= PROBLEM 1 =
In the R source file below, rewrite the paragraph beginning "Sen's slope is calculated" as a short list that keeps its main facts.

R/theilsen.R

In Florian-Katerndahl/simpleRank: Implementation Mann-Kendall Test and Theil-Sen Approach

# TODO
# Unit Test to check if it really doesn't make any difference whether none, some or all ranks
#   are present in contingency table for ts_variance

#' Calculate Sen-Slope
#'
#' @description Calculation of Sen's slope. See Details.
#'
#' @param t A vector of ranks (numeric, or coercible to numeric).
#'   For Time Series the observation dates.
#' @param Y A vector of ranks. For Time Series the values observed at each
#'   \emph{t}.
#'
#' @export
#'
#' @details \loadmathjax Sen's slope is calculated as followed:
#'   \mjsdeqn{b = \frac{x_{n/2} + x_{n/2 + 1}}{2}}
#'   with \eqn{x} being the differences of every \mjseqn{\binom{n}{2}} value pairs:
#'   \mjsdeqn{x = (Y_{j} - Y_{i})/(t_{j} - t_{i}), 1 \le \, i < \, j \, \le n}
#'
#' @references Sen, Pranab Kumar (1968): Estimates of the Regression
#'   Coefficient Based on Kendall's Tau. In: Journal of the American
#'   Statistical Association 63 (324), P. 1379-1389. DOI: 10.2307/2285891
#'
#' @seealso \code{\link{ts_test}}
ts_slope <- function(t = NULL, Y) {
  N <- length(Y)
  t <- check_sequence(t, N)

  comb_t <- utils::combn(t, 2)
  comb_Y <- utils::combn(Y, 2)

  stats::median(
    # aufgrund der von Sen genannten Bediungungen zu t_j und t_i kann ich nicht einfach so die Summe bilden, auch wenn
    # das vielleicht schneller wäre.
    purrr::pmap_dbl(
      list(comb_Y[2, ], comb_Y[1, ], comb_t[2, ], comb_t[1, ]),
      function(Yj, Yi, tj, ti) {
        if (tj <= ti | tj - ti == 0) {
          return(NA)

= PROBLEM 2 =
Reproduce the labeling rows below with "black tire" replaced by "rear tire" and nothing else changed. Leave the pictures out.

= LISTING =
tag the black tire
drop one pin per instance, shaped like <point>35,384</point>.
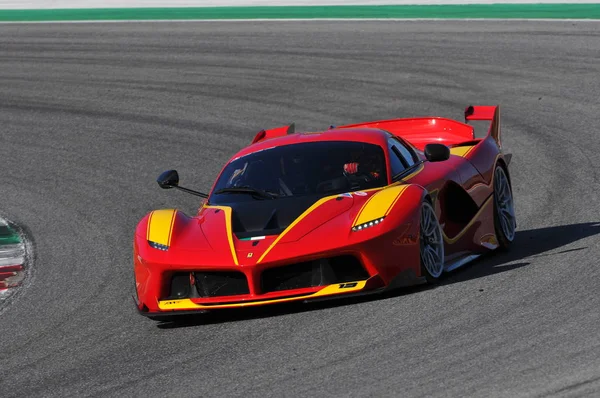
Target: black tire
<point>431,244</point>
<point>505,223</point>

= ANSWER 1 =
- Sen's slope b is the mean of x_{n/2} and x_{n/2+1}.
- x denotes the differences taken over all \binom{n}{2} value pairs.
- Each difference is x = (Y_j − Y_i)/(t_j − t_i), where 1 ≤ i < j ≤ n.

= ANSWER 2 =
tag the rear tire
drop one pin per instance, shaped like <point>35,384</point>.
Target: rear tire
<point>431,244</point>
<point>505,223</point>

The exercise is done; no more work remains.